(Records from a data collection)

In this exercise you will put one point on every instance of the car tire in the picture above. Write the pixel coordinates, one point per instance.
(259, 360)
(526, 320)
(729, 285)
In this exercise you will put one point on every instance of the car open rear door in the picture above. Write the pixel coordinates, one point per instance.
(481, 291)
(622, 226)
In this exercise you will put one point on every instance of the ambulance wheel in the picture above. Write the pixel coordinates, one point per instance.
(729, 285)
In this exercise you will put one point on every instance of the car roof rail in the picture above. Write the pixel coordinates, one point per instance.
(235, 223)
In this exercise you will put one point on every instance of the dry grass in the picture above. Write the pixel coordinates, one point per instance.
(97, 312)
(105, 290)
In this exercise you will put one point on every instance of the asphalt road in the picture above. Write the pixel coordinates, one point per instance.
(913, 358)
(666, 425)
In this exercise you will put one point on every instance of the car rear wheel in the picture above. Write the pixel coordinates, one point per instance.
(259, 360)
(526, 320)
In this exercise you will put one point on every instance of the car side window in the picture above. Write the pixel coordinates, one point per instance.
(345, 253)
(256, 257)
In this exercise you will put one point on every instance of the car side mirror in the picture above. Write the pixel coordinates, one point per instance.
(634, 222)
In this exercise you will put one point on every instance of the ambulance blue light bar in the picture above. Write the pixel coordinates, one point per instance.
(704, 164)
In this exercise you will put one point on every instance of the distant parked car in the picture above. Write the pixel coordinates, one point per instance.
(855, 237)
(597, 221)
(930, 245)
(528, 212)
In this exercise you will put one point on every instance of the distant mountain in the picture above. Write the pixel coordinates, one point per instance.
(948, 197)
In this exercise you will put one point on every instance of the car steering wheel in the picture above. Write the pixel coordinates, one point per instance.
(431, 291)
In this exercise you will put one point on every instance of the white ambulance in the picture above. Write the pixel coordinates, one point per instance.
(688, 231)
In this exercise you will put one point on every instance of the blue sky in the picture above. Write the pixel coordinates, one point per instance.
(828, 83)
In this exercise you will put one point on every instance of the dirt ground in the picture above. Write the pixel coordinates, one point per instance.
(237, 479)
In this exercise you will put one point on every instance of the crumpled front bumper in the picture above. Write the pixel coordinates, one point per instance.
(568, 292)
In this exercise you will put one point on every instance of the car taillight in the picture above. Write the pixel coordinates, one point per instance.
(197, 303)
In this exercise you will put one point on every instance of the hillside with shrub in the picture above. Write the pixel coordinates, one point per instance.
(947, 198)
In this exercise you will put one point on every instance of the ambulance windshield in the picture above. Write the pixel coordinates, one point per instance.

REQUIREMENT:
Write out the material again from the line with "of the white" up to and including the final line, substituting "bare soil" for "dirt ground". Leave all other text unchanged.

EXERCISE OUTPUT:
In this exercise you will put one point on every instance of the white ambulance in the picture above. Write the pixel coordinates, one point per instance.
(688, 231)
In this exercise you will put one point on every instance of the blue sky in the picture above. Write the pixel coordinates, one point per instance.
(828, 83)
In this exercise you will put one point on every instance of the bare soil in the picture above. Write the pixel coordinates, one point per instance.
(237, 479)
In this exercise you will put one point on every instance of the crumpled front bumper in the picture above. Write the pixel coordinates, one point per instance.
(568, 292)
In this exercise you will put one point on every instance of the car taillight in the picture above. Write the pixel coordinates, one point per instance.
(197, 303)
In this exercise you will put one point on every instance of the hillside with shrub in the picture above. Write the pixel coordinates, one point per instance.
(947, 198)
In this exercise you will put one point on every instance of the ambulance windshield in the picture above. Write the pixel coordinates, one point per instance.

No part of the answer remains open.